**Passage shown**:
———

By Christopher Alexander | 17 March 2009
Calling Asbury Park a dying city would be grossly inaccurate: vultures left a dry, bleached skeleton decades ago. Locals like to blame the race riots that decimated other New Jersey cities like Patterson and Newark. James Wolff’s devastating 4th of July, Asbury Park, however, makes it clear that the city was in perpetual decline since its inception by religious zealots. The shore town’s history was an ongoing farrago of racist zoning laws and trickle down economics, a perpetual remortgaging with beach front as capital. The race riots only shoved the corpse into the ocean, never to be thrown back. Today the city is one of the most economically depressed in the US. Bruce Springsteen called the place home and used its detritus of arcade amusements to chronicle his characters and longing for freedom—of a paradise held just out of reach, like Tantalus and his grapes. More recently, it was best used in the hallucinatory episode of The Sopranos where Pussy was whacked. Asbury Park never delivered on its promise because it failed to transcend that promise. It was, simply, a dream.

———

**Listed records**:
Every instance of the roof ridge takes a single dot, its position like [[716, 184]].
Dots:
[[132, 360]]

———

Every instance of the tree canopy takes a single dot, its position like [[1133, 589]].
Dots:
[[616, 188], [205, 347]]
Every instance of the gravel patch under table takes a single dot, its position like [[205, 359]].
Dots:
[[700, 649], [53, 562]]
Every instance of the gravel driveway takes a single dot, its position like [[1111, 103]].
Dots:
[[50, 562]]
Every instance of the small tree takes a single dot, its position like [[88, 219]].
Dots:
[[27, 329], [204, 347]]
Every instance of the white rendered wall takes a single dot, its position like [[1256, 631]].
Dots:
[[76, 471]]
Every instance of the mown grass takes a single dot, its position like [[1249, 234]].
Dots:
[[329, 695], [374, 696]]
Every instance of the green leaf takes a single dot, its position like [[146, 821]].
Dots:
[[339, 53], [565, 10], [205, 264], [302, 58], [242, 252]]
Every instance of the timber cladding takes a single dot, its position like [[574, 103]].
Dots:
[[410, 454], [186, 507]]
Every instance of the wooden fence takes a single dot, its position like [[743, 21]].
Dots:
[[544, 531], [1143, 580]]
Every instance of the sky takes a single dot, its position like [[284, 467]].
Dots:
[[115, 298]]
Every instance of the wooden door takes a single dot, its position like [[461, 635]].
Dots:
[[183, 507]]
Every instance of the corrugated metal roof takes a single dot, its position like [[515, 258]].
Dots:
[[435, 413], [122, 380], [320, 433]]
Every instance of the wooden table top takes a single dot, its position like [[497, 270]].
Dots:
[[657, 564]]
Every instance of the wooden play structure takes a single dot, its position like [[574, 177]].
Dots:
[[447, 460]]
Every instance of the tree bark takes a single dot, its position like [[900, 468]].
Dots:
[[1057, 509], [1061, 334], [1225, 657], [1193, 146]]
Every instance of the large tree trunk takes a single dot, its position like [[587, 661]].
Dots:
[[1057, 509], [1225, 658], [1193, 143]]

———

**Task to complete**: According to the Asbury Park passage, which musician called the city home? The entries are separate material and have no connection to the Asbury Park passage.

**Solution to the problem**: Bruce Springsteen